24.5.12

tropecinho.


Era terça-feira quando nos sentamos no frio da cozinha e aquecemos tomando sopa com colher de sobremesa. Você não sabe e nem meus olhos poderiam te segredar o desespero do grito paralisado na garganta desse dia. Meus ossos continuavam pressionados contra cadeira, mas meu peito se debatia contra a pele para fugir. Nada me denunciava porque pairava a serenidade da colher afundando vagarosamente na cumbuca. E eu era a serenidade, atriz.

Levei as mãos à boca num susto de menina quando você apontou o nariz pra baixo olhando o que sobrou no prato. E ali fiquei, exasperada, ferida, apavorada. Recebi um amigo adolescente que tem me feito companhia quando sento em meus silêncios. Ando pela rua acompanhada desse medo louco de ter me apaixonado por você. Mais uma vez.

17.5.12

São duas da tarde.

São duas da tarde e a morte se sentou ao meu lado.

 Posso sentir sua respiração em meu pescoço, porque o ar é rarefeito. Tenho dois pulmões vazios e um coração inútil agora que a morte está sentada ao meu lado. Tenho fios de lágrimas no lugar de longos cabelos, tenho moedas antigas formando meu diafragma e por isso não respiro, para preservar o passado. Por isso não respiro. Esqueci o movimento meu e os pedestres em volta. As vozes, não as ouço. Não consigo ouvir som que haja agora que a morte está sentada ao meu lado. Tenho arame chiando pelo corpo, tenho ganchos pendurando-me pelas costas no teto, tenho cimento no útero e enxofre na língua, agora que a morte está sentada ao meu lado. Sou cadáver temporário, com a alma espalhada em versos, espalhados em conexões anônimas, esperando que a visita vá embora para voltar sem ameaças.

◆ TRECHOS DOS DADOS:
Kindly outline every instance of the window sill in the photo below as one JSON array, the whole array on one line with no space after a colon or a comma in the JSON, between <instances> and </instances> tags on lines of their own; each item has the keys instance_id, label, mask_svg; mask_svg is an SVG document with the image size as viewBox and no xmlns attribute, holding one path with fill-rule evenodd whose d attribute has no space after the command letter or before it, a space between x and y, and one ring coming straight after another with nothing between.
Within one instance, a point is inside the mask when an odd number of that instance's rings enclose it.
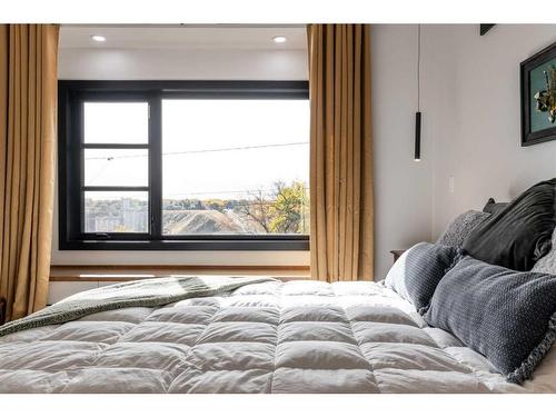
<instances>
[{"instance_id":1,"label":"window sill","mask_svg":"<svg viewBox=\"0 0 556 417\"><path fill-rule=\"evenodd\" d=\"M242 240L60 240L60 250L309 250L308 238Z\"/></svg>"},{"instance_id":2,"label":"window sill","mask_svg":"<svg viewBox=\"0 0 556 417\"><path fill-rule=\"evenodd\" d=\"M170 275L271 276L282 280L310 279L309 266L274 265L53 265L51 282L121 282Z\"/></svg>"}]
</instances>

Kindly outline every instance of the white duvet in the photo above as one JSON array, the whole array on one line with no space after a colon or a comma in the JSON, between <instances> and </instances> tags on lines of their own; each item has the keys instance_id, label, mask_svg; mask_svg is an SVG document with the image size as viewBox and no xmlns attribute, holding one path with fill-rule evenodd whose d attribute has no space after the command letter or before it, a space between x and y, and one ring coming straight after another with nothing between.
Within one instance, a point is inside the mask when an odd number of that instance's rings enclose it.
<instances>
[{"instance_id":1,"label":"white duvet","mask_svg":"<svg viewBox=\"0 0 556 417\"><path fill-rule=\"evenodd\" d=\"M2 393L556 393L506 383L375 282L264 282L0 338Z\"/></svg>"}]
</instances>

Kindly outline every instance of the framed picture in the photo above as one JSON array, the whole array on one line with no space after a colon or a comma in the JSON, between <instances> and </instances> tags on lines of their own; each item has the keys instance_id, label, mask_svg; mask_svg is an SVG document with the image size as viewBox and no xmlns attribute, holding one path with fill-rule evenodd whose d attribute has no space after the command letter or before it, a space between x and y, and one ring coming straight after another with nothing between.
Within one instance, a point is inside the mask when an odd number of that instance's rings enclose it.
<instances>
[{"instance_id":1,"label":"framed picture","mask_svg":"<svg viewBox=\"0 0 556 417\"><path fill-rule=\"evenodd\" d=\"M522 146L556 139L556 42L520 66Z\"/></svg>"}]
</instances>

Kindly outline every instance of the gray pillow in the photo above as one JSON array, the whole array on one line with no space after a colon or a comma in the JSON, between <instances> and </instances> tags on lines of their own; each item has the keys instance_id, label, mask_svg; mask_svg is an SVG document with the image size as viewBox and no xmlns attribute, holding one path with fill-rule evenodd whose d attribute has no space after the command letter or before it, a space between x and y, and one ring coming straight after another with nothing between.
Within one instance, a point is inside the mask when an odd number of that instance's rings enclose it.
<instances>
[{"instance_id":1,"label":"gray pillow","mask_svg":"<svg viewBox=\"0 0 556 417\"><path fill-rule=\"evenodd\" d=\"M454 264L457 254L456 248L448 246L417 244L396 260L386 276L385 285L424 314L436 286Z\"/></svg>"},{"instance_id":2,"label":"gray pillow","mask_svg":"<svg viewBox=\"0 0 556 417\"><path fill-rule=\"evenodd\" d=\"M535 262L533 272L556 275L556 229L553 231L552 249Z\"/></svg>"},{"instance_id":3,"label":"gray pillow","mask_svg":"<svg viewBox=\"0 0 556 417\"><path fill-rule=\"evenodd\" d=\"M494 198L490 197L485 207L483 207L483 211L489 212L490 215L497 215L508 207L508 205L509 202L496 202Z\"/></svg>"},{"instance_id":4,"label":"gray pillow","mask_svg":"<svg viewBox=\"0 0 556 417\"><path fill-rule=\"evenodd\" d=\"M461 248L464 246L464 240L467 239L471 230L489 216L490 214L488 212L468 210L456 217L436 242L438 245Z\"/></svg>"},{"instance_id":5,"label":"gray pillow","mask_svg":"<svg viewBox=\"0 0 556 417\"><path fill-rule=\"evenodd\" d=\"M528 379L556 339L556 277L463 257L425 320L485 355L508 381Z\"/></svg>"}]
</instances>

◆ TAREFAS PEDIDAS:
A. Por favor, devolva o trecho do texto extraído que começa em "Levei as mãos" e termina em "sentou ao meu lado.".
B. Segundo o texto extraído, em que dia da semana as duas pessoas se sentaram no frio da cozinha?
C. Escreva o que vem depois da última frase do texto extraído.

◆ RESULTADOS DO EXERCÍCIO:
A.
Levei as mãos à boca num susto de menina quando você apontou o nariz pra baixo olhando o que sobrou no prato. E ali fiquei, exasperada, ferida, apavorada. Recebi um amigo adolescente que tem me feito companhia quando sento em meus silêncios. Ando pela rua acompanhada desse medo louco de ter me apaixonado por você. Mais uma vez.

17.5.12

São duas da tarde.

São duas da tarde e a morte se sentou ao meu lado.

B. Numa terça-feira.

C.
Agora que a morte está sentada ao meu lado, não tenho medo nem alma.


Diário das vísceras.


 Último reporte. Meu estômago acaba de engolir meu coração e agora espuma raivoso o veneno na boca. Contaminado, imundo, rasgado e cicatrizado, e não cicatrizado, musculozinho escroto. Virou-se ao contrário e despeja sangue por todas as partes. A garganta está com medo. Um terror contrai seus lados e tenta conter o caos do lado de dentro. Não é possível vomitar o oceano. Não é possível vomitar o oceano sem morrer afogado na ressaca.

Perdão, era o penúltimo reporte. Agora a cabeça se enche de gás de cozinha e flutua querendo arrancar-se do pescoço, esse único vínculo que a prende ao peito. Cano de esgoto. Tremem os dedos, as pernas, e o peito em grito contido. Urros ecoando entre as orelhas e quadris que deixam de existir no descompasso dos passos. Meus braços perderam os ligamentos ou não me obedecem mais, meus pulsos se romperam sozinhos.

Não é possível vomitar o oceano sem morrer afogado na ressaca. 



16.5.12

Monostrófico estrambótico.

(Se fosse um soneto).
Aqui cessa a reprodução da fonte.